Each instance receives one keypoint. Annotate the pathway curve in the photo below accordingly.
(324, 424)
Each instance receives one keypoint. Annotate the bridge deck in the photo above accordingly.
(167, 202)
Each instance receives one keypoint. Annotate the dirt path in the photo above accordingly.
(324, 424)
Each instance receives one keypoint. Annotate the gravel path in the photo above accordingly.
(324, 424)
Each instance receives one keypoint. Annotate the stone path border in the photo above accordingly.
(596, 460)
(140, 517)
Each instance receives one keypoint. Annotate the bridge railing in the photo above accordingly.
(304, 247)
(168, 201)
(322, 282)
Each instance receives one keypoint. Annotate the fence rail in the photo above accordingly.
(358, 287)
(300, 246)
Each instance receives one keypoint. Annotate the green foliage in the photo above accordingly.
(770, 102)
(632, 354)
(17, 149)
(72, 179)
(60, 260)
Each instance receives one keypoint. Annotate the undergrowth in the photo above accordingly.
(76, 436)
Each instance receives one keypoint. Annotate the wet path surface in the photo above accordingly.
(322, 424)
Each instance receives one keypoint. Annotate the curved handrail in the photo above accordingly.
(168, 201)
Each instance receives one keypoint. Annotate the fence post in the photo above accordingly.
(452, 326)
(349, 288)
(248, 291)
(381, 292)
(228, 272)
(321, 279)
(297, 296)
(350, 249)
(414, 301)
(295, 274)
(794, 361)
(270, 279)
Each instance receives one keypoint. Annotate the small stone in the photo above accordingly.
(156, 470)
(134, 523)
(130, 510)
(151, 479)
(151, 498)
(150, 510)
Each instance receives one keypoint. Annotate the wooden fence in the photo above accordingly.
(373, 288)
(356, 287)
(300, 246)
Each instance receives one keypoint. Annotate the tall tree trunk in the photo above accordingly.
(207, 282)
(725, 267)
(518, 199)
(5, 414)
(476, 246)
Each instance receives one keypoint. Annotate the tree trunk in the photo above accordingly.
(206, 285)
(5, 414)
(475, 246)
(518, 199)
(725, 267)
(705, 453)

= = = =

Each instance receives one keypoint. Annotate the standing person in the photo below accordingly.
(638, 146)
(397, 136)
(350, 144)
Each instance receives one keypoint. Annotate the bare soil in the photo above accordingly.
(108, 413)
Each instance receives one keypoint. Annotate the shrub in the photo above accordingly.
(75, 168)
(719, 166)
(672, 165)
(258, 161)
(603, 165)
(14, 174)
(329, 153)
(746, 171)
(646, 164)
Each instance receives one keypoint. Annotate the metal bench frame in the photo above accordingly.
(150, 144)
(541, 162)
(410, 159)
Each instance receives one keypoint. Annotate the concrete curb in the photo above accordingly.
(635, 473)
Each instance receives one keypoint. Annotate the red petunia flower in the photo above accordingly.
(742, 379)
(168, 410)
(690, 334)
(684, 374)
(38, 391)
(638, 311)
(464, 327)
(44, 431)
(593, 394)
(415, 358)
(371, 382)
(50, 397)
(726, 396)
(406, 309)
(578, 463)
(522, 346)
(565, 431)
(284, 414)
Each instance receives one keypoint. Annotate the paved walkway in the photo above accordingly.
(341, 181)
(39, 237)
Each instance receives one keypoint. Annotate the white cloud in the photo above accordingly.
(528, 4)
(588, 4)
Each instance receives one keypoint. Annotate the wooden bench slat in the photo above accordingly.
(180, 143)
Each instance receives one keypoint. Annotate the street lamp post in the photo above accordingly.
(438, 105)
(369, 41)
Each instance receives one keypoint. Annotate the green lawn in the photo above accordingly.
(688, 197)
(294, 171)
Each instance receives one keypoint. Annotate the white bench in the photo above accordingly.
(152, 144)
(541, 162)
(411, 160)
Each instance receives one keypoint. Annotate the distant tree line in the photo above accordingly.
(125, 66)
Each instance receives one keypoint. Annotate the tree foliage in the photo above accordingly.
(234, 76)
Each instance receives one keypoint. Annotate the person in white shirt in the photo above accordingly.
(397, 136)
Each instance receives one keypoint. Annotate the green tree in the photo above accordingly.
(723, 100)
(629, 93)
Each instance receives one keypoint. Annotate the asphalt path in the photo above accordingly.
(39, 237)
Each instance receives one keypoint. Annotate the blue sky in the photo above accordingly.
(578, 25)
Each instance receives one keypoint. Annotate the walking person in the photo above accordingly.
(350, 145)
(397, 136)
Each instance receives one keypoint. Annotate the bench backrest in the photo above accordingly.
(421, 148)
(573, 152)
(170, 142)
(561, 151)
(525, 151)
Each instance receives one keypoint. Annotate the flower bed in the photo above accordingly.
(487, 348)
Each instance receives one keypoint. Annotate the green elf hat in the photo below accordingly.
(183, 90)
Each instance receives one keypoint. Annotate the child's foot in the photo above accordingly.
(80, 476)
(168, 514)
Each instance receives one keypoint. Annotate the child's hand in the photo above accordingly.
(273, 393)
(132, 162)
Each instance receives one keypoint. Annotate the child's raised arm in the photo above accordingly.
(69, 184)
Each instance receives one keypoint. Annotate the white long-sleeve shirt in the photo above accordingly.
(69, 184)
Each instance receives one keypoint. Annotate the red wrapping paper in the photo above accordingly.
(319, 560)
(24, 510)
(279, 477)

= = = =

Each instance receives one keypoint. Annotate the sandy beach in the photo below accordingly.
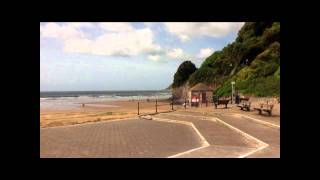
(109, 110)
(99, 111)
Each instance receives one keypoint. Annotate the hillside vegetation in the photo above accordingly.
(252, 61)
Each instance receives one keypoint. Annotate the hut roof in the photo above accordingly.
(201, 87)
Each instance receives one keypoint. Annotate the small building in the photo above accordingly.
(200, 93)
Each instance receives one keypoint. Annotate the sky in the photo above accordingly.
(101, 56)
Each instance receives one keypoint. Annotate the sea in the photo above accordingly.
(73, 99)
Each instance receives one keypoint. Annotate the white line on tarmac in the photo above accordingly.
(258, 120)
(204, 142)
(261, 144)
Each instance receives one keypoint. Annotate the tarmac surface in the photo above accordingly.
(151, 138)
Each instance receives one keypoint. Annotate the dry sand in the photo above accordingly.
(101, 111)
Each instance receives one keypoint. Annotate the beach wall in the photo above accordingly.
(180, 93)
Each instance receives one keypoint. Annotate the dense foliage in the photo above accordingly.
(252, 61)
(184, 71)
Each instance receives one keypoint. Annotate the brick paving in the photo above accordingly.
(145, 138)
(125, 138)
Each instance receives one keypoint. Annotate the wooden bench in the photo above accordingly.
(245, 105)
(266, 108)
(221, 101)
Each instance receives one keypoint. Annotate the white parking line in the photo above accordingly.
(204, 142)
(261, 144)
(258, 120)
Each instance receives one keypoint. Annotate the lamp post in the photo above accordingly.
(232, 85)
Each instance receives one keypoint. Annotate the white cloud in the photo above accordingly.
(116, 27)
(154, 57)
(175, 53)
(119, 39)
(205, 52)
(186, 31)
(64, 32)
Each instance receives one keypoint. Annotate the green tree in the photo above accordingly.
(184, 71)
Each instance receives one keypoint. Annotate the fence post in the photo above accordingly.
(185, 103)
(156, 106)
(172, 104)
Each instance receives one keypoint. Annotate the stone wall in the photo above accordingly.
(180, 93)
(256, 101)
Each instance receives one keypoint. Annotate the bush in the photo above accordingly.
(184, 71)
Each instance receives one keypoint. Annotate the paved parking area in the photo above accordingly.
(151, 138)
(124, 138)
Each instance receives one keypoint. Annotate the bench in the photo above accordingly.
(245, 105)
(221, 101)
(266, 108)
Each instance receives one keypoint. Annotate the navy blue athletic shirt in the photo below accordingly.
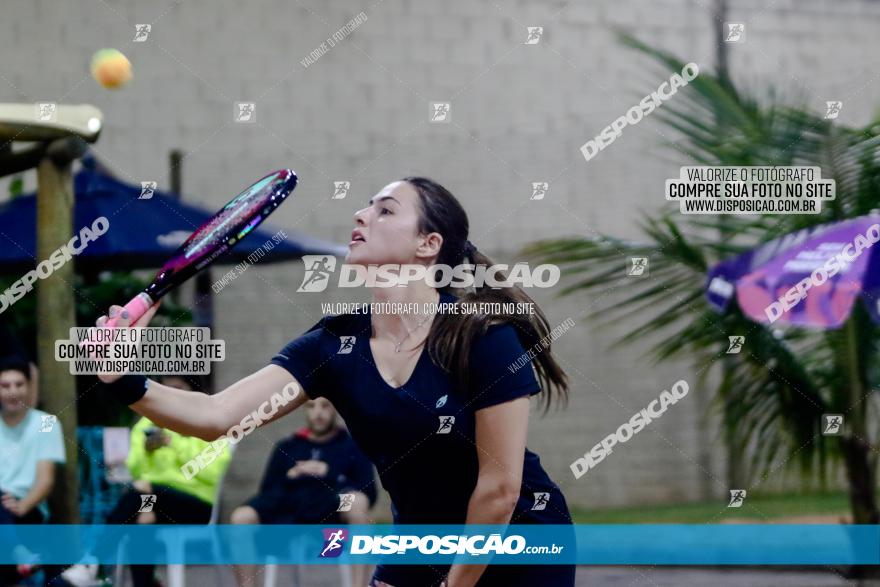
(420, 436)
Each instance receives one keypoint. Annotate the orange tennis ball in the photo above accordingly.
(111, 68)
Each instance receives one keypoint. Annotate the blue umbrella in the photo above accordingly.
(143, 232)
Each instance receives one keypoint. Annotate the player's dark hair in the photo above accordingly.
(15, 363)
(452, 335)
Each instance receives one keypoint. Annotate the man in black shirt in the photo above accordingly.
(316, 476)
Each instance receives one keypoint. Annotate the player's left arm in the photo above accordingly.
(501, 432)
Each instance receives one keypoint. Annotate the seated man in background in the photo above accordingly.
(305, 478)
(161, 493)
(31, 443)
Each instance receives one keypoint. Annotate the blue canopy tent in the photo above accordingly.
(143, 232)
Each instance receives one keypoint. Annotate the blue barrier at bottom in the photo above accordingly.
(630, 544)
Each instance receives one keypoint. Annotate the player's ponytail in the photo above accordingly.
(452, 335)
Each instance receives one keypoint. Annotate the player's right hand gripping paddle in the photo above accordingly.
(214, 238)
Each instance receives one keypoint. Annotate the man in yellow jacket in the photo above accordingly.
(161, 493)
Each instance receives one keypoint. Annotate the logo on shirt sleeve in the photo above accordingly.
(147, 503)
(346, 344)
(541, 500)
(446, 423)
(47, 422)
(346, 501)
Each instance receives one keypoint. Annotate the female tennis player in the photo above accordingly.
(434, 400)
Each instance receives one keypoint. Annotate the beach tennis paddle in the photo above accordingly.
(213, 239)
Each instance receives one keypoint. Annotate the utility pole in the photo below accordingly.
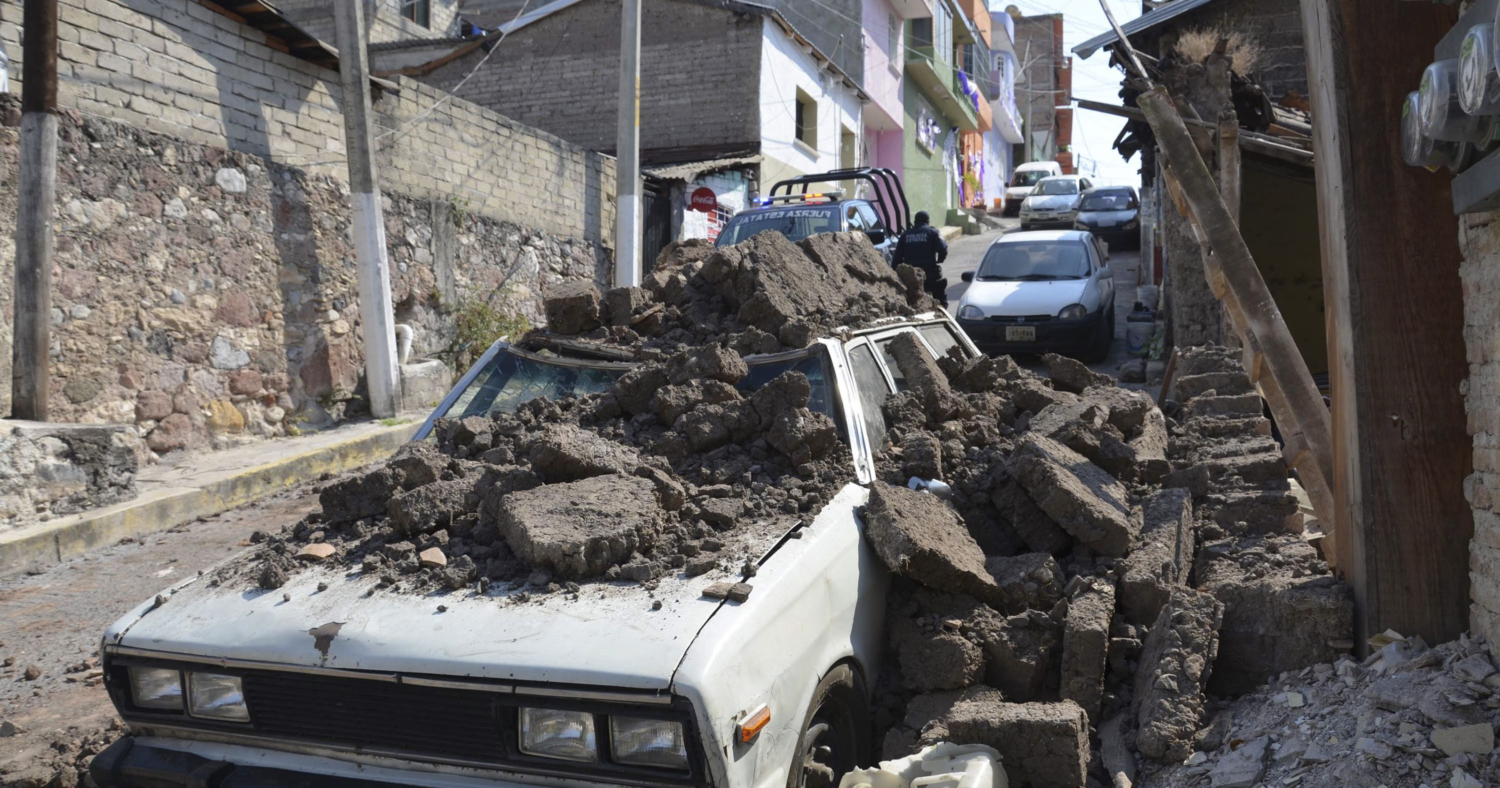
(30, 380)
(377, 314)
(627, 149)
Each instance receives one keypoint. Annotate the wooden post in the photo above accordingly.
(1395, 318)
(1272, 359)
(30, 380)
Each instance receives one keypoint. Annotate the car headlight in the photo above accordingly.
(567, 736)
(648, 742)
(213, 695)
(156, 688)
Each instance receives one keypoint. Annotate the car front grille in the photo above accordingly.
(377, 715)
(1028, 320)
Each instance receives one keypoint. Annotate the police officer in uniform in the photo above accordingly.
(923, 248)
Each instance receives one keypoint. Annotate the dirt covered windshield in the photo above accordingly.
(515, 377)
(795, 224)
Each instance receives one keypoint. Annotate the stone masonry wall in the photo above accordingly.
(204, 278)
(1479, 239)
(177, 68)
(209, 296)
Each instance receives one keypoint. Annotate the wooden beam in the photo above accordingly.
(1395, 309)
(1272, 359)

= = = =

• WHAT YOU ARE ASKED TO DO: Show each line in the rows above that contains the string "paddle".

• EXERCISE RESULT:
Each instance receives one keypoint. Annotate the player's right hand gripping paddle in the photo above accordingly.
Each instance receives one keypoint. Annotate the beach tennis paddle in the photo above accordingly.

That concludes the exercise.